### Work request
Search the entries for the word "roadway" and pull out each line that has it.

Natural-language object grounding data

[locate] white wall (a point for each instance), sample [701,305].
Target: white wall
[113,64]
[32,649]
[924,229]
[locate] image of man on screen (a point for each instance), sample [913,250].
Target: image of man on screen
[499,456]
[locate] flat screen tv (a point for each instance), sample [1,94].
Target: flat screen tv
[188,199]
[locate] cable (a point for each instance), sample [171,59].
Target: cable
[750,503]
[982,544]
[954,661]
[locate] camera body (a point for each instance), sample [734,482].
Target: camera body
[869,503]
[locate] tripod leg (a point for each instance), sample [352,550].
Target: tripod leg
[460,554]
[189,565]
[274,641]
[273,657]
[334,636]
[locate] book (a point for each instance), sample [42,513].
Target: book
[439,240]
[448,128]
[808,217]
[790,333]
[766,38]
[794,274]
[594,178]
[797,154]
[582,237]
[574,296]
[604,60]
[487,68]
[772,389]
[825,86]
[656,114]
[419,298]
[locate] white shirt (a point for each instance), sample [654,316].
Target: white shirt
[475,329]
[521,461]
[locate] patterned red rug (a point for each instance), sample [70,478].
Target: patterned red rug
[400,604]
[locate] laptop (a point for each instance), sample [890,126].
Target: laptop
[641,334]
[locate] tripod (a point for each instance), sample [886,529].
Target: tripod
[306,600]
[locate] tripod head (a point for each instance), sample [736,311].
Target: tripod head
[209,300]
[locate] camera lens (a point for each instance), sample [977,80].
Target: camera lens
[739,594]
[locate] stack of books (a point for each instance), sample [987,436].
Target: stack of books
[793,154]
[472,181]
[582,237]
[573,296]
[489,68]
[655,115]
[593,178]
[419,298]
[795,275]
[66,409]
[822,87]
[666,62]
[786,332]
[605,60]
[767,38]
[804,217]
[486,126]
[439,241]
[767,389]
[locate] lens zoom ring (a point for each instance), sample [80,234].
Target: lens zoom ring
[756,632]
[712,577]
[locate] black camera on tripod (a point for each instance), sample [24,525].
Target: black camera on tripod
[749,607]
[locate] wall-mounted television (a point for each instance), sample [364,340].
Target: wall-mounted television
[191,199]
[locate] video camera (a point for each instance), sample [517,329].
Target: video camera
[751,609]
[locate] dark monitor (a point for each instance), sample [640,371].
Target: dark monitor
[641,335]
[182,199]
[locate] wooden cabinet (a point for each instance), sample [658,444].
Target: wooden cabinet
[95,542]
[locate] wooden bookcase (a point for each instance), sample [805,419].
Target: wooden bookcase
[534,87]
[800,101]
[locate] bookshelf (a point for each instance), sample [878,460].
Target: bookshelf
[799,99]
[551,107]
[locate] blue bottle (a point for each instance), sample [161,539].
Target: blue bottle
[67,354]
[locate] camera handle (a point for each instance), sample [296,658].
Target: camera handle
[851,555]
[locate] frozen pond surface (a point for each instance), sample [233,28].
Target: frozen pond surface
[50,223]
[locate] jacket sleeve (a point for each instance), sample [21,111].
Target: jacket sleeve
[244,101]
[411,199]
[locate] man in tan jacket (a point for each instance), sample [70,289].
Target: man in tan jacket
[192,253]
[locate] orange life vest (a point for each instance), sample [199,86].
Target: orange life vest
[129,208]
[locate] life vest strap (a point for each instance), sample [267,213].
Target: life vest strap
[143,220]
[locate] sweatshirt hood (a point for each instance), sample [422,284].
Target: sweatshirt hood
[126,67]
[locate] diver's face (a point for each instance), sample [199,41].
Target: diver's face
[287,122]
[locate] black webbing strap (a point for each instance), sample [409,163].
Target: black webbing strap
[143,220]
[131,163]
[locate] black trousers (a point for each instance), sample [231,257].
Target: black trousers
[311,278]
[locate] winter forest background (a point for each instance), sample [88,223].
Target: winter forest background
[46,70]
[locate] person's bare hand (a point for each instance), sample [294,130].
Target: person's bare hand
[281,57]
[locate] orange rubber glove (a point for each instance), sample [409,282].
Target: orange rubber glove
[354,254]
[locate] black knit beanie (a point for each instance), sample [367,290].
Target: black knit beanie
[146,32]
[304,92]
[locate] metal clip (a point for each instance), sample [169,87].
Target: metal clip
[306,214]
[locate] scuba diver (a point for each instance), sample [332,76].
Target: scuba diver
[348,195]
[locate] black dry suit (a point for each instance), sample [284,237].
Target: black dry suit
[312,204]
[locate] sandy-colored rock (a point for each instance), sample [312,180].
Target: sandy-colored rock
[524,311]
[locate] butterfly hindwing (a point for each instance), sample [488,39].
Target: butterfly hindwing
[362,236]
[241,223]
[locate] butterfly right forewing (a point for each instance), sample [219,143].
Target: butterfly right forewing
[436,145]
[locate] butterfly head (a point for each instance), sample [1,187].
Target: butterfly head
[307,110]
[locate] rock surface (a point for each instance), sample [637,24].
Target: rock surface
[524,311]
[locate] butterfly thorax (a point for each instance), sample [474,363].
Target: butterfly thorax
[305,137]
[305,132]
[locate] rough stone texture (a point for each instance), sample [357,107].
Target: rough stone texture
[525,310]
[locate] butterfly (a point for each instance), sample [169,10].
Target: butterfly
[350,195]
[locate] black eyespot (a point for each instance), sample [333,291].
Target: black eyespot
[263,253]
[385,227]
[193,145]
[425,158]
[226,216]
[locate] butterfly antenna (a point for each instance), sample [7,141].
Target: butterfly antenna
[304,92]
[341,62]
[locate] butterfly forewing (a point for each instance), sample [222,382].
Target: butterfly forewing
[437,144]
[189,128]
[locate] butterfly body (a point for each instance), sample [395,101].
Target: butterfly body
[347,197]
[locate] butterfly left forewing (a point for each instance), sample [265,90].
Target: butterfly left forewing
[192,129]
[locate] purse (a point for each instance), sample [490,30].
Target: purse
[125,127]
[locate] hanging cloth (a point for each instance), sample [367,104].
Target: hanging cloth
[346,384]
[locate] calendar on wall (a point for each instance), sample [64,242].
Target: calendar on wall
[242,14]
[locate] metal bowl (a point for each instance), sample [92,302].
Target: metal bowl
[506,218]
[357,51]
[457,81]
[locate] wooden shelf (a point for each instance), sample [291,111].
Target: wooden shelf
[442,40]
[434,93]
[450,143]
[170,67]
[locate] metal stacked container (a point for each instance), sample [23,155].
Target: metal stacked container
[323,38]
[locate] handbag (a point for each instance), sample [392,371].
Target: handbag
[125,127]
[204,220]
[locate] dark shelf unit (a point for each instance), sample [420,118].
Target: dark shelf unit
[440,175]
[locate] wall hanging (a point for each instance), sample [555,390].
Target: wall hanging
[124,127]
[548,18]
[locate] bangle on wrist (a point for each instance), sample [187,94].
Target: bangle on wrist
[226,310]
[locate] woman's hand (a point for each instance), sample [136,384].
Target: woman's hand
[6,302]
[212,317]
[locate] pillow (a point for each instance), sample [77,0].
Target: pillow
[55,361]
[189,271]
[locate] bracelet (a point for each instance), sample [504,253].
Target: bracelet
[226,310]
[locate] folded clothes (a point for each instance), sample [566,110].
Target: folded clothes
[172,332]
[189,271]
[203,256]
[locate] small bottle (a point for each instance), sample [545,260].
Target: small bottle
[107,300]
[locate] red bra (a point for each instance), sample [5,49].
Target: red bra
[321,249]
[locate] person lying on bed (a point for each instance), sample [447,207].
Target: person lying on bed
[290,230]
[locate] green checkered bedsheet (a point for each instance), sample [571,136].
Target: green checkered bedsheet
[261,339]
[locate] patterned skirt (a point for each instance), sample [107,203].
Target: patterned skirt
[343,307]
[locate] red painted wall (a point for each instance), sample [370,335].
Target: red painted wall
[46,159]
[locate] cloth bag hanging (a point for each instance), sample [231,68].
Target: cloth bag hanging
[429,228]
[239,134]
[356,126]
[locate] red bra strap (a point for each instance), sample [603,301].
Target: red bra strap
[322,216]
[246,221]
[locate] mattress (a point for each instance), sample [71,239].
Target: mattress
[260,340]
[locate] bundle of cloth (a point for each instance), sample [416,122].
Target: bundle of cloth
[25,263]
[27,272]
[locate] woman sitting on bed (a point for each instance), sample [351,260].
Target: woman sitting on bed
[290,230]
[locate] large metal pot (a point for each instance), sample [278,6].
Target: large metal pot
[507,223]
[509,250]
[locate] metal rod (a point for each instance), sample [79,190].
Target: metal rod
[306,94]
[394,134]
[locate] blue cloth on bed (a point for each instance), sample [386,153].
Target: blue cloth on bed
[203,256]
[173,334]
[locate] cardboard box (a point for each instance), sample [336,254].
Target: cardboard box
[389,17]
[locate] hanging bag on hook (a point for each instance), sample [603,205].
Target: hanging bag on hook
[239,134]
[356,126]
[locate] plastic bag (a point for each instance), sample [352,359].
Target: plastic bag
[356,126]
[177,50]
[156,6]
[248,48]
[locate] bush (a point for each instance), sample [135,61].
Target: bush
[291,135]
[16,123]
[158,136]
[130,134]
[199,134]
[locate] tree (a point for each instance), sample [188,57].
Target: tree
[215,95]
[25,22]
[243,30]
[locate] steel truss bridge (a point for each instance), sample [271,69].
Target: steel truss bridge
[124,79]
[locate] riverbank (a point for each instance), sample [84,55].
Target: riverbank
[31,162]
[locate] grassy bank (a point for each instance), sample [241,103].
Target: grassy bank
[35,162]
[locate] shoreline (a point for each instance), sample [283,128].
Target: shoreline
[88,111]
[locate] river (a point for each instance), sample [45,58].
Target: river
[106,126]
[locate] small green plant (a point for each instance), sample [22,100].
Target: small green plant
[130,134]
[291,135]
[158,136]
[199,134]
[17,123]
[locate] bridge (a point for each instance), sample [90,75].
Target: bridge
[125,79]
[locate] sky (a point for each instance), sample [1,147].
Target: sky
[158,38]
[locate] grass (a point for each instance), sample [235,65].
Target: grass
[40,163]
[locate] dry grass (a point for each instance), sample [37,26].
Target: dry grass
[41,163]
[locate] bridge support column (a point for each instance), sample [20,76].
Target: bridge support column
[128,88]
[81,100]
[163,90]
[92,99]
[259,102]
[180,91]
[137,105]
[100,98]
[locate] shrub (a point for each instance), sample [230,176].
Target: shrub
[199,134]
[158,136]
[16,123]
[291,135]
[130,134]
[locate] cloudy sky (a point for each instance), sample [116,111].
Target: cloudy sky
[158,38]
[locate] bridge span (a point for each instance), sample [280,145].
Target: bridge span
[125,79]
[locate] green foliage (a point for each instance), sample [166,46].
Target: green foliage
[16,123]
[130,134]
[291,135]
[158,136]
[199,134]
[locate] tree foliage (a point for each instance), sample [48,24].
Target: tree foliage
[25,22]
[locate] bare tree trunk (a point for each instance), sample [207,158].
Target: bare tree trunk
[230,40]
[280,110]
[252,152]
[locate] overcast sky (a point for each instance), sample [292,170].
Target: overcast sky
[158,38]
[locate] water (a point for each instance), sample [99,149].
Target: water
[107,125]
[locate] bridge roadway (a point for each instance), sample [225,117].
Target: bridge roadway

### Answer section
[locate] bridge roadway (a point for each instance), sample [225,117].
Target: bridge roadway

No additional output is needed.